* DIRECTIONS *
Format every line of the records below as a numbered list, skipping blank lines. Leave the pictures out of your answer.

━━━━━ DATA EXCERPTS ━━━━━

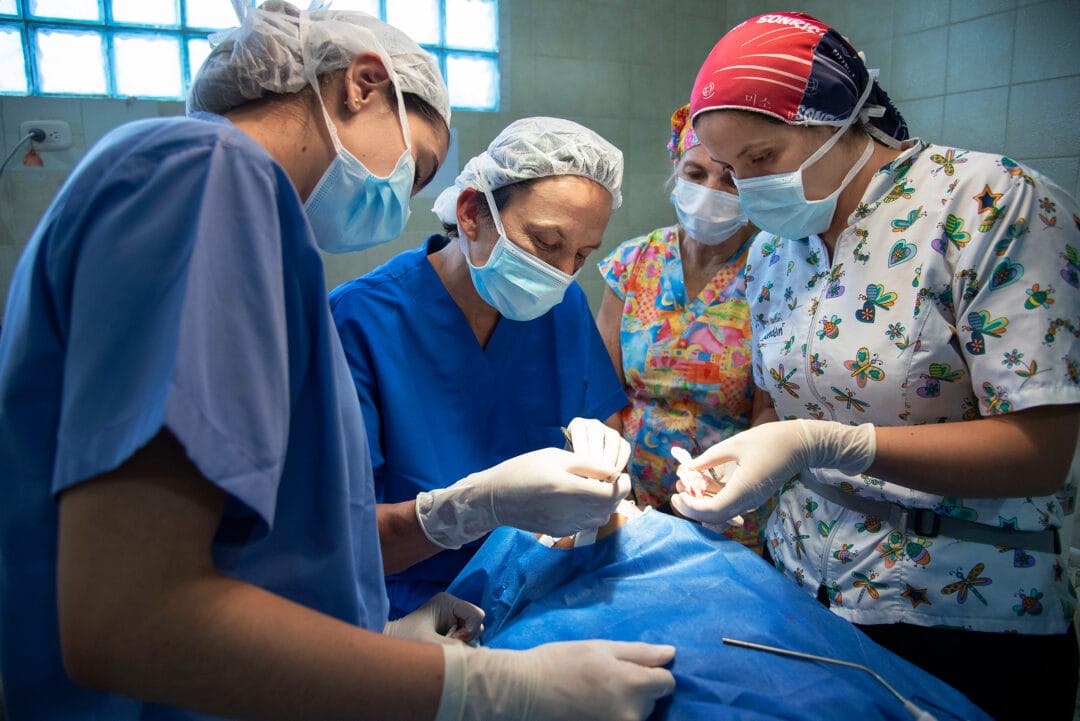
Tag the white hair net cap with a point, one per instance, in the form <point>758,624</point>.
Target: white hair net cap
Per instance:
<point>537,148</point>
<point>266,55</point>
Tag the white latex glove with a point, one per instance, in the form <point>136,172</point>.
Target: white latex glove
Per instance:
<point>767,456</point>
<point>549,491</point>
<point>598,443</point>
<point>571,681</point>
<point>444,619</point>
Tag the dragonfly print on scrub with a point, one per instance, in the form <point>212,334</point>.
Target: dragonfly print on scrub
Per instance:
<point>945,300</point>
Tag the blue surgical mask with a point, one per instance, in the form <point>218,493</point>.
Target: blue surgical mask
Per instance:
<point>351,208</point>
<point>513,281</point>
<point>709,216</point>
<point>778,203</point>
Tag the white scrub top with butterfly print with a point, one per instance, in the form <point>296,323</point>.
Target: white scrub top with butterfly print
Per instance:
<point>952,295</point>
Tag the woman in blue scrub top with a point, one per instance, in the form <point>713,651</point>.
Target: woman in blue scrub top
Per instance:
<point>478,347</point>
<point>187,517</point>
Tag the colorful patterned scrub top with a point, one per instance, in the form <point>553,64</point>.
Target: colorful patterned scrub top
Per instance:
<point>687,365</point>
<point>953,295</point>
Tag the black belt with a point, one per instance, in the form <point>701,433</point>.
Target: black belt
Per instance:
<point>927,524</point>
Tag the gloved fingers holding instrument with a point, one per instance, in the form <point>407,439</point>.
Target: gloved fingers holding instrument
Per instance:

━━━━━

* TASK ANSWER *
1. Tag the white hair net cap with a point, one per instance, in the form <point>758,624</point>.
2. Target: white hair net cap
3. Per instance:
4. <point>537,148</point>
5. <point>266,55</point>
6. Tag the white latex glove with a point, one per instance, in the form <point>136,172</point>.
7. Target: white latex glove
8. Per instance:
9. <point>767,456</point>
10. <point>549,491</point>
11. <point>598,443</point>
12. <point>571,681</point>
13. <point>444,619</point>
14. Tag the dragonfly print on scrub with a point, one per instance, in the form <point>212,334</point>.
15. Target: dragonfly print on scrub
16. Per instance:
17. <point>945,300</point>
18. Tag the blue surgical mask with a point, one per instance, in the form <point>218,493</point>.
19. Target: blue surgical mask
20. Per instance:
21. <point>351,208</point>
22. <point>513,281</point>
23. <point>709,216</point>
24. <point>778,203</point>
25. Tag the white scrub top with butterfly print with a point, one per instance, in the form <point>296,323</point>.
26. Target: white scrub top with butterfly print
27. Per instance:
28. <point>952,295</point>
29. Tag the woman in blue scrub top with a point, one per instance, in the form <point>713,651</point>.
30. Target: woman in blue scrub top
31. Per instance:
32. <point>478,347</point>
33. <point>187,517</point>
34. Tag the colorful patterned scrub top with a point, one per instance, in the form <point>553,64</point>.
35. Target: colorful patterned scrub top
36. Per instance:
37. <point>687,365</point>
38. <point>953,295</point>
39. Tag the black belt with a point, one per instance, in the form <point>701,433</point>.
40. Target: black belt
41. Per instance:
42. <point>927,524</point>
43. Tag the gloved fingers holding instrument with a point, one per instance, in the form <point>407,439</point>.
44. Target: gloved fingers holding instrument
45. Per instance:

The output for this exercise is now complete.